◆ DOCUMENT TEXT
- - - - -

Studio album by The I Don't Cares
- Released: January 22, 2016
- Recorded: 2015
- Studio: Paul Westerberg's home studio
- Genre: Rock
- Length: 51:37
- Language: English
- Label: Dry Wood Music

Singles from Wild Stab
- "1 / 2 2 P" Released: October 31, 2015; "King of America" Released: November 25, 2015;

= Wild Stab =

Wild Stab is the 2016 debut album from American rock music duo the I Don't Cares, made up of alternative rock singer-songwriters Juliana Hatfield and Paul Westerberg. The album contains a mix of songs: original material written by the duo, "never-before-heard gems from Westerberg’s basement archive, and re-recorded solo tunes from his back catalog." It has received positive reviews from critics.

Professional ratings
Review scores
| Source | Rating |
| AllMusic | Star |
| Consequence | B− |
| Rolling Stone | Star Half star |

==Critical reception==
The editorial staff of AllMusic Guide gave the album four out of five stars, with review Stephen Thomas Erlewine praised the musicians' opportunity to have fun with the recording, summing up his review, "All the mess, from its demo-quality fidelity to its throwaways, is intentional and the album is better for it: it's two old pros having a good time, so it's hard not to have a good time too". In an overview of Westerberg's career for Spin in 2016, Drew Fortune calls the collaboration a natural fit and characterizes the album as "just as loose and ramshackle as the band’s name implies".

- - - - -

◆ PROBLEM A
Can you sum up the Wild Stab article in two sentences?

◆ Pointing records for named objects
- - - - -

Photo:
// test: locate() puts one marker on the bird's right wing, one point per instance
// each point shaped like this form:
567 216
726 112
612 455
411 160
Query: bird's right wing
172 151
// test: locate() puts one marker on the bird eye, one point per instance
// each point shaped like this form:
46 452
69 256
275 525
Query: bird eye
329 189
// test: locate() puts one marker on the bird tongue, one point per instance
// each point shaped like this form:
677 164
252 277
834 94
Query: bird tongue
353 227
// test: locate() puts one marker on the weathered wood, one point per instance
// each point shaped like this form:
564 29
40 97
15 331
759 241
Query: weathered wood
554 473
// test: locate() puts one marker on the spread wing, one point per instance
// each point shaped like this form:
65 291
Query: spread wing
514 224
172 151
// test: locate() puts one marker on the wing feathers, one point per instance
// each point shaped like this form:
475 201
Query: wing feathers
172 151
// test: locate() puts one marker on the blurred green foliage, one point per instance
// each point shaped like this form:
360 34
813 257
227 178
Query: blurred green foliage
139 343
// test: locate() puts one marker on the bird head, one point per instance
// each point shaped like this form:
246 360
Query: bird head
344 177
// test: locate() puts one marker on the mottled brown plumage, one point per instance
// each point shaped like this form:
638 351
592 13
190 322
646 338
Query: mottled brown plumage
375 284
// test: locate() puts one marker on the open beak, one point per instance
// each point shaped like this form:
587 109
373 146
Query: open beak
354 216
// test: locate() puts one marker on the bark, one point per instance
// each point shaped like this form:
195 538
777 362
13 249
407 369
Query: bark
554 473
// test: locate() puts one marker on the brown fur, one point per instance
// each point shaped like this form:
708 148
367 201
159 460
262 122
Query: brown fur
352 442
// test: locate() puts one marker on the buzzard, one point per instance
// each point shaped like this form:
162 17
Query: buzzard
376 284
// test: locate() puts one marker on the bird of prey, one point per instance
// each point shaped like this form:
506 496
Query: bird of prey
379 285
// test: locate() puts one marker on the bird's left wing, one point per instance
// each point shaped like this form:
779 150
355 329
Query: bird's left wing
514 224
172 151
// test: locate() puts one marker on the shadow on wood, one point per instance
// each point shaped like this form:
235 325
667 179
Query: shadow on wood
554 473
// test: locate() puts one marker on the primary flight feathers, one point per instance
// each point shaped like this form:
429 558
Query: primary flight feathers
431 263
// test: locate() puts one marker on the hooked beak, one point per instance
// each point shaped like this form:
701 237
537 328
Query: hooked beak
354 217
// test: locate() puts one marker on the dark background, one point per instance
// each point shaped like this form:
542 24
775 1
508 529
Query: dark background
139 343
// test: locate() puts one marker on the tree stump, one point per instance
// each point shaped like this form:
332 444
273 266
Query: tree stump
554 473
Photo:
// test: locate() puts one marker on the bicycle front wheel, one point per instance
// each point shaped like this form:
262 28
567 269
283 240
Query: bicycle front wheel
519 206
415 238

- - - - -

◆ PROBLEM B
Which lines of the listing contain the word "beak"? Gather all of them, each copied in full.

◆ EXERCISE RESPONSE A
Wild Stab is the 2016 debut album from the I Don't Cares, an American rock duo made up of Juliana Hatfield and Paul Westerberg. It mixes original songs by the duo, unreleased material from Westerberg's basement archive and re-recorded solo tunes from his back catalog, and it has received positive reviews from critics.

◆ EXERCISE RESPONSE B
// test: locate() puts one marker on the open beak, one point per instance
Query: open beak
// test: locate() puts one marker on the hooked beak, one point per instance
Query: hooked beak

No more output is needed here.